==== PASSAGE GIVEN ====

One probe into the bunker, a well-built structure of cinder blocks, sandbags, plywood and wooden support beams, has to do with whether a white supremacy or neo-Nazi group built it. Hamilton detectives plan on researching previous hate crimes in the area as part of it.
The other probe is whether the bunker has a connection to the murder of Dolores Harrison, the 51-year-old Hamilton Square woman allegedly killed in her home April 2.
Her body was found Wednesday night buried behind the Mercer County Vocational- Technical School.
The grave, one of four locations Benjamin Harrison apparently directed police to investigate, is about a half-mile from the bunker, which is on a remote island at the southwestern edge of Mercer County Park lands where the townships of Hamilton, West Windsor and Washington meet.
A knowledgeable source told The Times yesterday that Benjamin Harrison knew of the bunker, and authorities can place him there.
The source was not specific about when or why Harrison was there or if he was alone or with someone else.
-- -- --
At a news conference yesterday to announce Harrison's body had been found, Mercer County Prosecutor Daniel Giaquinto said of the bunker: ``Any link between the bunker and the murder at this point has not been ruled out or in, and it's part of an ongoing investigation.''
A report of the bunker's existence in yesterday's Times touched off a flurry of telephone calls and other activity at the Hamilton police department, detectives said.
A New Jersey State Police intelligence unit will be investigating the bunker and plan to visit the site soon, said Detective Capt. Kevin Pollard.

====

## REQUIRED TASK A
Set down the bunker report word for word, everything from "Her body was" down to "place him there.".
## REQUIRED TASK B
Locate every line of the records that contains the string "shrub", and copy each such line. Case counts.

==== RAW DATA ====

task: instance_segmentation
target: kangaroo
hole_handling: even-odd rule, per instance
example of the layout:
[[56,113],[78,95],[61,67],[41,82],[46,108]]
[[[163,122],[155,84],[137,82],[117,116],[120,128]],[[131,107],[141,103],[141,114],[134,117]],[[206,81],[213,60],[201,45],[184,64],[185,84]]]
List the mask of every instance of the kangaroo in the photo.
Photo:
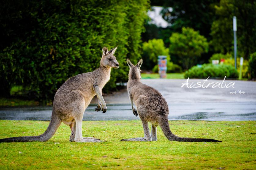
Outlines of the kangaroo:
[[101,90],[109,80],[111,68],[119,67],[119,63],[113,55],[117,48],[108,51],[107,48],[104,47],[99,68],[71,77],[59,88],[54,97],[51,120],[44,133],[39,136],[0,139],[0,142],[46,141],[53,136],[62,122],[70,127],[70,141],[103,142],[94,138],[83,137],[82,122],[85,110],[96,95],[98,97],[98,103],[95,111],[101,110],[103,113],[107,111]]
[[[133,114],[138,114],[142,122],[144,130],[144,138],[123,139],[121,141],[156,141],[156,127],[159,125],[166,138],[170,141],[179,142],[221,142],[213,139],[181,138],[175,135],[171,131],[168,122],[168,105],[161,93],[154,89],[141,82],[140,68],[142,64],[141,59],[137,64],[133,64],[129,59],[127,63],[130,67],[127,90],[131,100]],[[134,101],[137,109],[133,106]],[[152,124],[151,134],[148,122]]]

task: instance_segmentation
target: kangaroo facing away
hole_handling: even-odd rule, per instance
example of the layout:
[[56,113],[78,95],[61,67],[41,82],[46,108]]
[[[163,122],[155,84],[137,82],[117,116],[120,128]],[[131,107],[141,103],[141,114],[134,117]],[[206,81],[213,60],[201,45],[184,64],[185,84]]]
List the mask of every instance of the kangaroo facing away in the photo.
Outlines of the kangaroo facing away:
[[[130,67],[129,79],[127,90],[134,114],[139,116],[142,121],[144,137],[128,139],[121,141],[156,141],[156,126],[159,125],[166,138],[170,141],[180,142],[221,142],[213,139],[181,138],[175,135],[171,131],[168,122],[168,105],[165,99],[157,90],[141,82],[140,69],[142,64],[141,59],[136,66],[133,64],[129,59],[127,63]],[[137,109],[134,107],[133,101]],[[151,134],[148,122],[152,124]]]
[[119,63],[113,55],[117,47],[108,51],[102,49],[100,67],[92,72],[78,74],[68,79],[56,92],[53,101],[51,118],[48,127],[39,136],[13,137],[0,139],[0,142],[44,142],[53,136],[62,122],[71,129],[71,141],[78,142],[102,142],[94,138],[83,137],[82,122],[85,110],[95,95],[98,106],[95,110],[107,111],[101,90],[110,78],[111,68],[118,68]]

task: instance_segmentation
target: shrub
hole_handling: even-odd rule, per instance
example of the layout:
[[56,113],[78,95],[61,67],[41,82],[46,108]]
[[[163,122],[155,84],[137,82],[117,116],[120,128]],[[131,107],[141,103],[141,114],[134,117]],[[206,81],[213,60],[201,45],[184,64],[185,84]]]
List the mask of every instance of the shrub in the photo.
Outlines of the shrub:
[[[167,62],[167,70],[166,72],[167,73],[181,73],[182,71],[182,69],[181,68],[181,67],[177,65],[174,64],[172,62]],[[153,73],[158,73],[158,65],[157,64],[155,66],[154,68],[152,70]]]
[[226,76],[227,78],[236,78],[238,77],[238,72],[234,67],[230,65],[204,64],[201,67],[192,67],[186,71],[184,77],[186,78],[206,78],[209,76],[211,78],[223,78]]
[[[235,67],[235,59],[233,58],[228,58],[225,59],[224,63],[228,65],[230,65]],[[240,58],[237,58],[236,60],[236,66],[237,71],[240,70]],[[249,73],[249,63],[248,61],[243,60],[243,69],[242,70],[242,77],[243,78],[248,78]]]
[[250,56],[249,70],[252,78],[256,78],[256,52],[251,54]]
[[37,99],[53,99],[68,78],[99,66],[101,49],[118,46],[120,68],[105,92],[127,80],[125,58],[140,58],[146,0],[5,1],[0,6],[0,92],[13,85]]
[[190,28],[182,28],[181,33],[173,33],[170,38],[171,56],[179,58],[180,63],[186,69],[194,65],[202,53],[208,51],[206,38]]
[[167,63],[170,62],[169,49],[164,46],[162,39],[153,39],[144,42],[142,48],[143,64],[142,69],[151,70],[158,63],[158,56],[166,56]]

====

## PROBLEM SOLUTION A
Her body was found Wednesday night buried behind the Mercer County Vocational- Technical School.
The grave, one of four locations Benjamin Harrison apparently directed police to investigate, is about a half-mile from the bunker, which is on a remote island at the southwestern edge of Mercer County Park lands where the townships of Hamilton, West Windsor and Washington meet.
A knowledgeable source told The Times yesterday that Benjamin Harrison knew of the bunker, and authorities can place him there.

## PROBLEM SOLUTION B
target: shrub
List the mask of every instance of the shrub in the photo.
Outlines of the shrub:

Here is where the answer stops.